- _Work to complete_:
Rewrite only the lines from the one containing "Task: spot one point per instance of the gray" through the last line, swapping "gray" for "charcoal" and leaving everything else as it is.

- _Rows_:
[start]
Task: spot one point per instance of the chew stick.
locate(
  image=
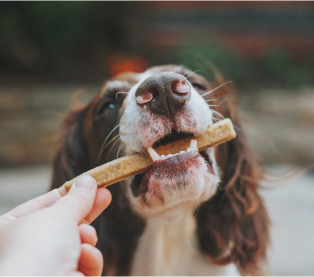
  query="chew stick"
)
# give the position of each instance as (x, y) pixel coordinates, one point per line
(125, 167)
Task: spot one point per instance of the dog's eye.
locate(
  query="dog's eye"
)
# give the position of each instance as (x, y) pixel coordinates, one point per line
(111, 105)
(105, 107)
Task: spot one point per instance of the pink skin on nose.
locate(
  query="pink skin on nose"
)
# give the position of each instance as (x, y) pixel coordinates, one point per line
(145, 98)
(180, 87)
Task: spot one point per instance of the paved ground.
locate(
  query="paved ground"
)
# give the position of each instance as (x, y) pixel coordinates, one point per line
(291, 208)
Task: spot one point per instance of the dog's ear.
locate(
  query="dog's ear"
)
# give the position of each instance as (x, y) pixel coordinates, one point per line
(233, 225)
(71, 158)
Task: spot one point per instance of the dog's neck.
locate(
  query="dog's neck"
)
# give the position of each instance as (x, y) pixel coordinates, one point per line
(169, 246)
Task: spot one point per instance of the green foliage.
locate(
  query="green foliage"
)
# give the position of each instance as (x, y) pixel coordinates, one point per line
(208, 58)
(280, 69)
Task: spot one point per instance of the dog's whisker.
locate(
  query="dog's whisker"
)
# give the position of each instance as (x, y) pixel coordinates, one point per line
(117, 136)
(119, 149)
(112, 147)
(206, 93)
(121, 92)
(217, 114)
(210, 100)
(108, 137)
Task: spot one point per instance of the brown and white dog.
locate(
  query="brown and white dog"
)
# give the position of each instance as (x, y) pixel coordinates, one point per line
(193, 213)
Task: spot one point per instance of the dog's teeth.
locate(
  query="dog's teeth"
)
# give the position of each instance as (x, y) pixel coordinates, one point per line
(193, 144)
(153, 154)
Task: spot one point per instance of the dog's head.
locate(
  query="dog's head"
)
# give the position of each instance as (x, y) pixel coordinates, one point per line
(134, 112)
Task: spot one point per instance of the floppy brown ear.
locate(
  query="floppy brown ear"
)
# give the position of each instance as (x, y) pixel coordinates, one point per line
(71, 158)
(233, 225)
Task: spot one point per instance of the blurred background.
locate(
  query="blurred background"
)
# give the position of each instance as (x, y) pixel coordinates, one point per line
(51, 50)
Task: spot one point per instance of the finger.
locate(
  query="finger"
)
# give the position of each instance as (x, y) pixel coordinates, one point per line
(33, 205)
(88, 234)
(79, 200)
(91, 261)
(103, 199)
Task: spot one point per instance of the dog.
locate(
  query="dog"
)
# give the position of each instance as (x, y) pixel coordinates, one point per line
(193, 213)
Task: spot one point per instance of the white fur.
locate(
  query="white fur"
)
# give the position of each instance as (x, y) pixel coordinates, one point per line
(139, 128)
(169, 247)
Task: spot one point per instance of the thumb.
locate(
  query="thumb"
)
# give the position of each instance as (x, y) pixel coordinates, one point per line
(79, 200)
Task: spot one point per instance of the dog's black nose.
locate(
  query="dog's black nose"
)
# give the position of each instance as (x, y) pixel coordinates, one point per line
(164, 93)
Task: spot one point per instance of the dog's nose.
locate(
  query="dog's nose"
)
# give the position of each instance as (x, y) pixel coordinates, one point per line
(164, 93)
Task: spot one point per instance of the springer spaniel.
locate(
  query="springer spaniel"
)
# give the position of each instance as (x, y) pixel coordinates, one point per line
(197, 215)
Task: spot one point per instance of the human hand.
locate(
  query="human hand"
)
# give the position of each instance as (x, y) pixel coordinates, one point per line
(51, 235)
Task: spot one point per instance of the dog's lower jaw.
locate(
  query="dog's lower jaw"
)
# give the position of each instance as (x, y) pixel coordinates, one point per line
(170, 247)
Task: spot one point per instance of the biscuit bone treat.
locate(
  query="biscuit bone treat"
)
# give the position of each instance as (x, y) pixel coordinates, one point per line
(125, 167)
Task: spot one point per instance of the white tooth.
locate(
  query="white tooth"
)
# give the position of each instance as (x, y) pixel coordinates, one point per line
(193, 144)
(153, 154)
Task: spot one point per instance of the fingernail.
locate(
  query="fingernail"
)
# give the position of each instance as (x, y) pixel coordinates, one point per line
(85, 182)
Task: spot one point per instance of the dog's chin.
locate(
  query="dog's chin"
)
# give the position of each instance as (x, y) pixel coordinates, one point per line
(184, 180)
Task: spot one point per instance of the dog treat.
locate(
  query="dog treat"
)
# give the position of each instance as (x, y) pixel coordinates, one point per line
(125, 167)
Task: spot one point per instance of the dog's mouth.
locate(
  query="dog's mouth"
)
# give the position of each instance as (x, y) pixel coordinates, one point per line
(173, 136)
(173, 166)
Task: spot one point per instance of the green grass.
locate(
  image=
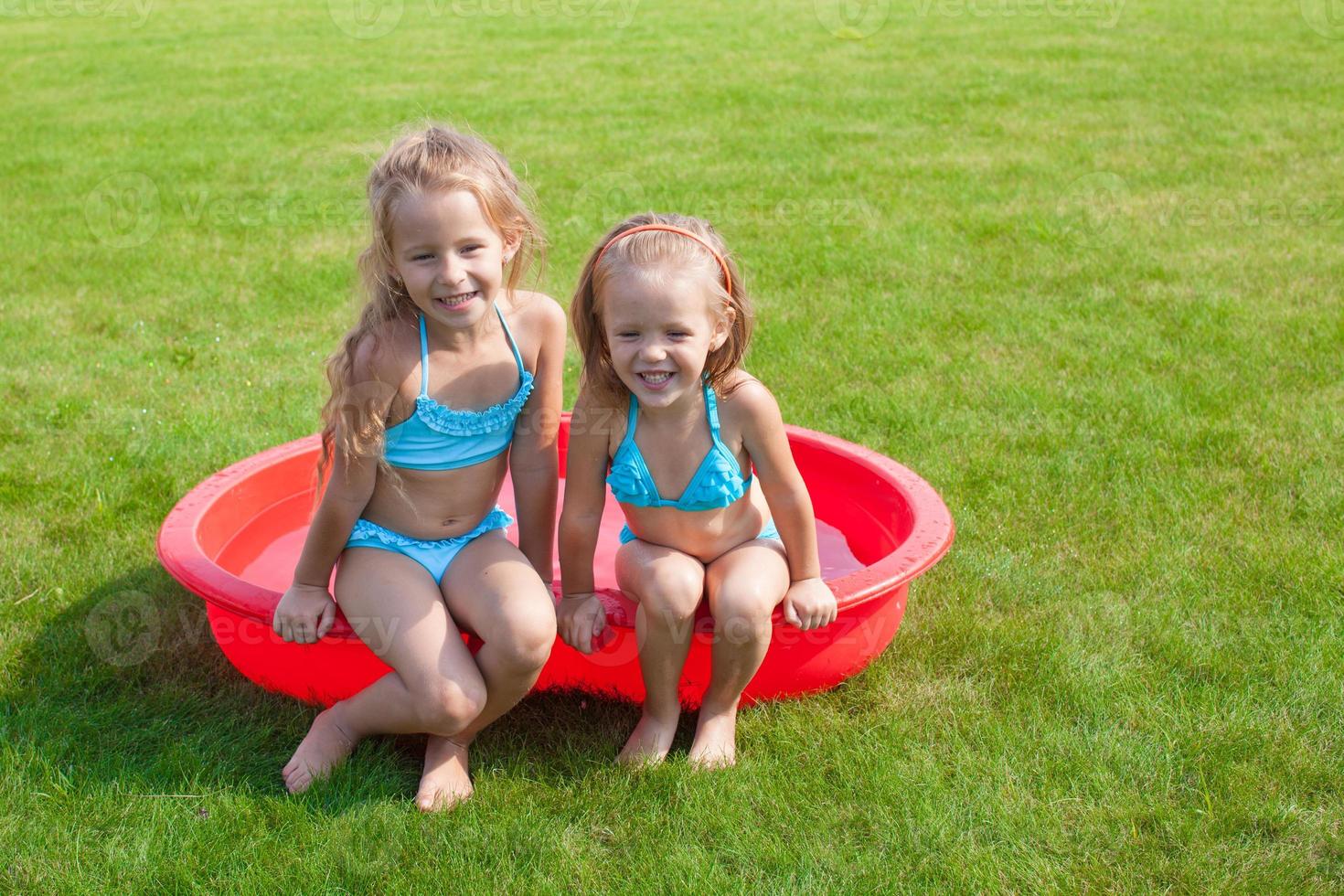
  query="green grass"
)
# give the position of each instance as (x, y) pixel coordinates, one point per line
(1085, 280)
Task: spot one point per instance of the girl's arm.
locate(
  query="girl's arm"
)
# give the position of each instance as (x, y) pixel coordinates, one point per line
(809, 603)
(534, 460)
(581, 617)
(306, 610)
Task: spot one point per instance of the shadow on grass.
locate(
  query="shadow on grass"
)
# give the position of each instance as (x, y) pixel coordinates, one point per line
(126, 690)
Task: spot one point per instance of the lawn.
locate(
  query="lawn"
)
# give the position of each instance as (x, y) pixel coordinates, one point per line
(1077, 262)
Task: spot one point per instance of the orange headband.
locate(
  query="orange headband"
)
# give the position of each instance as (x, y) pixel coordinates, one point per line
(671, 229)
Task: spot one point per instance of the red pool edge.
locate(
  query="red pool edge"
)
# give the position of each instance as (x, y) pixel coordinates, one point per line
(871, 602)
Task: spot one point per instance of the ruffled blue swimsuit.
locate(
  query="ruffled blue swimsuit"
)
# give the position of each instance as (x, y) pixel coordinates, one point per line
(717, 483)
(440, 438)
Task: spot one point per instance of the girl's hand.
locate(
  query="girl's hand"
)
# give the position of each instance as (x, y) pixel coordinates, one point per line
(305, 614)
(809, 604)
(581, 618)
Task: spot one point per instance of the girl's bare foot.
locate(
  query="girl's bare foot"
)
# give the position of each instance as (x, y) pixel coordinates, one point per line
(715, 739)
(445, 781)
(323, 749)
(649, 741)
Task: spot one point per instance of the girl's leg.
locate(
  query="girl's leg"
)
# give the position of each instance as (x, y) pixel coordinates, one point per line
(492, 590)
(745, 586)
(668, 586)
(434, 686)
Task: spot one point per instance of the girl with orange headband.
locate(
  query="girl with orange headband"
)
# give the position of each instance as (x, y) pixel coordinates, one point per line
(663, 321)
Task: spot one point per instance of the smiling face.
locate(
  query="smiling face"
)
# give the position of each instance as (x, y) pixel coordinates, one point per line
(448, 255)
(660, 329)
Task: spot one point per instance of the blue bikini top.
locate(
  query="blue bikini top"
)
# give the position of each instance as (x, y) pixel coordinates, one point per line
(717, 483)
(440, 438)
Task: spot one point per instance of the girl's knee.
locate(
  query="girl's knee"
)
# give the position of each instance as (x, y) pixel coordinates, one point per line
(527, 645)
(672, 590)
(743, 614)
(452, 706)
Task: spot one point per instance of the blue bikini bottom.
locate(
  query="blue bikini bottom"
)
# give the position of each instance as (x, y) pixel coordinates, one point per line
(768, 532)
(433, 555)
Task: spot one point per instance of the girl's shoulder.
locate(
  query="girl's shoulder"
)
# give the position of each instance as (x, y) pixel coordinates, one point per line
(388, 354)
(742, 394)
(745, 403)
(534, 317)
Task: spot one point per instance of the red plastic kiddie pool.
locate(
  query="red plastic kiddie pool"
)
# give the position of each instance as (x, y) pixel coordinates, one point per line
(235, 538)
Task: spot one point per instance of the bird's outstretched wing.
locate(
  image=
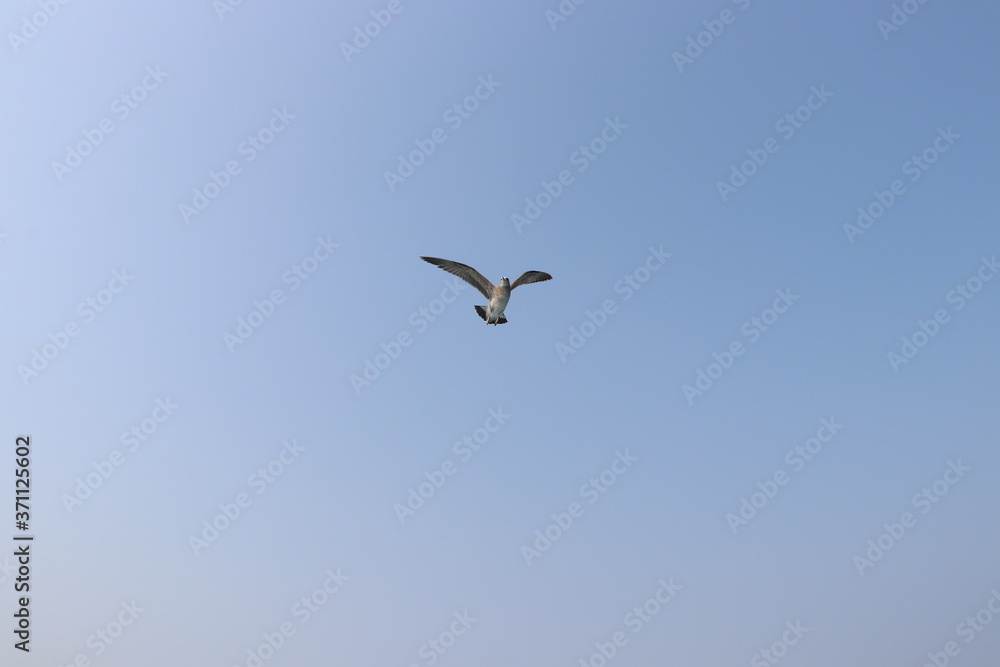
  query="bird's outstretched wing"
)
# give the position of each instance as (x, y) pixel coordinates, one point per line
(530, 277)
(467, 273)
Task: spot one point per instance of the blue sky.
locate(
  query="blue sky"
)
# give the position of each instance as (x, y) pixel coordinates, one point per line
(739, 426)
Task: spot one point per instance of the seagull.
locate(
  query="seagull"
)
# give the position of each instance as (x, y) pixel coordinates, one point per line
(498, 295)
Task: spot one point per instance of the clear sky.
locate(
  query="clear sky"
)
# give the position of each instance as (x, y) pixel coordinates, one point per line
(752, 419)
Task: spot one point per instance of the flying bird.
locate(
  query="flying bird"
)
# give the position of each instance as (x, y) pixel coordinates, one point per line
(498, 295)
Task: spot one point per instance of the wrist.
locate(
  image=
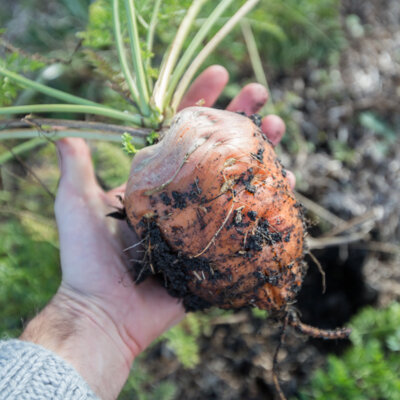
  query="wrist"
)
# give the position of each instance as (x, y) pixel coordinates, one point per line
(76, 328)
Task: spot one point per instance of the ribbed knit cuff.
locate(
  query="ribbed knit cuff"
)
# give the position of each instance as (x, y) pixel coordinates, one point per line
(31, 372)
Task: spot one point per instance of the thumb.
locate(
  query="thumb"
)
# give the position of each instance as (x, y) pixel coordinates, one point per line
(76, 166)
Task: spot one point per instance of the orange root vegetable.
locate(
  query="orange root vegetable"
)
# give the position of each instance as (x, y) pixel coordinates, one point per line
(219, 222)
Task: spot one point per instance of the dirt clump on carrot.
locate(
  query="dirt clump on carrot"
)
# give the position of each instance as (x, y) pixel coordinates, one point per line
(218, 220)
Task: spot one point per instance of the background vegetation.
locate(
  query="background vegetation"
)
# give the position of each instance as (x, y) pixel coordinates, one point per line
(69, 45)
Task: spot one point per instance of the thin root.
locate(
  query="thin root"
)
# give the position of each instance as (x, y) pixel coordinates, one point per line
(275, 371)
(338, 333)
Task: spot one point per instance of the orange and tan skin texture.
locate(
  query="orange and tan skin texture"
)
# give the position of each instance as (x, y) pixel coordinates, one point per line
(219, 198)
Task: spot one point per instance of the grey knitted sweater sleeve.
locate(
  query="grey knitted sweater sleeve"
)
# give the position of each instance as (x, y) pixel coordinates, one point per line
(31, 372)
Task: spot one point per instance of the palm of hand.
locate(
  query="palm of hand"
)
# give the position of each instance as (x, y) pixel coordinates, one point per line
(94, 264)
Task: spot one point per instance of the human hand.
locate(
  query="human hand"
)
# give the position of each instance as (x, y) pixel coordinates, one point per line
(99, 319)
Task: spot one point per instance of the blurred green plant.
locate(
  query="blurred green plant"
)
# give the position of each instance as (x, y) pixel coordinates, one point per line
(370, 369)
(375, 124)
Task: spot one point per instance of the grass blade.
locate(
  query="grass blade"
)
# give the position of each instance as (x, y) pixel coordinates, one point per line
(193, 47)
(55, 93)
(137, 58)
(173, 53)
(70, 108)
(121, 52)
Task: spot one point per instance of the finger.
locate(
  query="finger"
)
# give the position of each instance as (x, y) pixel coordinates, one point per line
(274, 128)
(76, 165)
(250, 100)
(207, 87)
(291, 178)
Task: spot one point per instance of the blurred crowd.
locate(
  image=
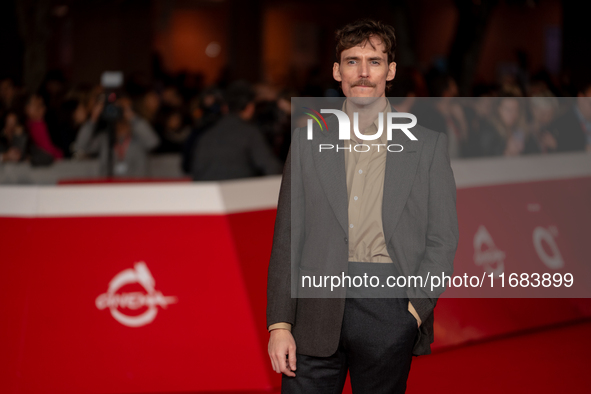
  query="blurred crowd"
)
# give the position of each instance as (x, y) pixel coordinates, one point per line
(237, 130)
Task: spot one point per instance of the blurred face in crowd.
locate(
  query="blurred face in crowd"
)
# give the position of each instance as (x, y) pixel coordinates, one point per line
(509, 111)
(171, 97)
(584, 103)
(10, 125)
(151, 102)
(174, 121)
(35, 108)
(122, 128)
(7, 91)
(364, 70)
(79, 116)
(542, 110)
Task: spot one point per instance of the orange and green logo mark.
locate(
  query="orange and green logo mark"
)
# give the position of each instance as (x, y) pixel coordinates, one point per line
(316, 118)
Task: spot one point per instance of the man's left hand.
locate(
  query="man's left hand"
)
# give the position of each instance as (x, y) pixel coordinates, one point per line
(412, 310)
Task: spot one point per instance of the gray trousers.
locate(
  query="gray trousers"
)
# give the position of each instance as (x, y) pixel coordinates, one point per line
(376, 342)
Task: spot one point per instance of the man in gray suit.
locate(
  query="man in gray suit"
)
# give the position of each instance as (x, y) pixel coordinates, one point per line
[end]
- _Complete output_:
Task: spot one point per instance of the charcoal trousers.
locate(
  query="charcoal trousers"
)
# give the position of each instance as (x, y) pixel coordinates, one point per line
(376, 342)
Task: spot one point per instance of the man in charcoal suit.
locate(
  query="man in charcoal suit"
)
# give the position of each instance as (x, y) pixel coordinates, one point per line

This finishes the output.